» Consignes de l'exercice
Pouvez-vous recopier à l'identique les lignes des entrées, en commençant par celle qui contient « Place one keypoint per instance of the person » et en terminant par celle qui contient « Target: upper story window », ces deux lignes comprises ?

* * *

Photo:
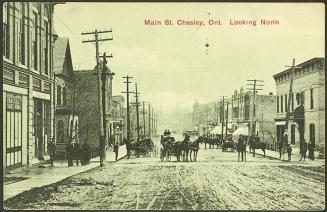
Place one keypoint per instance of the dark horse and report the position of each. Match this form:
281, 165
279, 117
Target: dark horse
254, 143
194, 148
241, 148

* * *

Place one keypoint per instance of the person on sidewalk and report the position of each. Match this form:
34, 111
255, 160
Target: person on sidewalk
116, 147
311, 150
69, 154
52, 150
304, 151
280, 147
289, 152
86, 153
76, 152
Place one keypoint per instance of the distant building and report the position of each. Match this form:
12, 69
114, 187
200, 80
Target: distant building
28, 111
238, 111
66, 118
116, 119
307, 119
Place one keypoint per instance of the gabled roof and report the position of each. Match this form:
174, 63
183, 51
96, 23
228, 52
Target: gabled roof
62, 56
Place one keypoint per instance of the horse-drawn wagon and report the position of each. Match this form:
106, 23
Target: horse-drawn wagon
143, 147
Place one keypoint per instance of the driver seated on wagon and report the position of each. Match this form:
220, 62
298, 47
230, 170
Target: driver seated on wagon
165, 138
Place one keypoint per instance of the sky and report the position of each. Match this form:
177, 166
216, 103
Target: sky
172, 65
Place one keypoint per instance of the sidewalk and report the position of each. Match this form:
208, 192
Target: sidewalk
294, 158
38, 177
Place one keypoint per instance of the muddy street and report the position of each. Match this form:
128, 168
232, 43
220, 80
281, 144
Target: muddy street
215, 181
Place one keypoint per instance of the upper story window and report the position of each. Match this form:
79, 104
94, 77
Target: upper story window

* * *

» Réponse finale
Place one keypoint per instance of the person on sidewalk and report the position of each. Match this form:
34, 111
255, 160
Target: person on sidewalk
116, 147
311, 150
69, 154
52, 150
304, 151
280, 147
289, 152
86, 153
76, 152
Place one keypoint per instance of the distant building and report the position of each. Match this form:
12, 69
114, 187
200, 80
Target: distant building
28, 111
238, 111
66, 118
116, 119
307, 119
Place one keypoint per instance of the gabled roof and report the position of each. Match this form:
174, 63
183, 51
96, 23
228, 52
Target: gabled roof
62, 56
Place one keypoint per instance of the horse-drawn wagon and report the position of each. Match this form:
106, 23
Target: horse-drawn wagon
143, 147
Place one keypoint per instance of the driver seated on wagon and report the position of each. Match this form:
220, 62
298, 47
230, 170
Target: driver seated on wagon
165, 138
Place one keypoint per instance of the sky and report the position of each. Match this form:
177, 166
216, 103
Target: sky
172, 65
Place one keypoint per instance of the sidewalk and report the position of each. Match this form:
208, 192
Target: sidewalk
294, 158
38, 177
Place one keypoint per instance of the muddy street and report the position of each. Match this form:
128, 168
232, 43
220, 80
281, 144
Target: muddy street
215, 181
Place one keypoint per instance of the upper story window and report the position of each. Match this form:
79, 104
94, 77
Target: upper story window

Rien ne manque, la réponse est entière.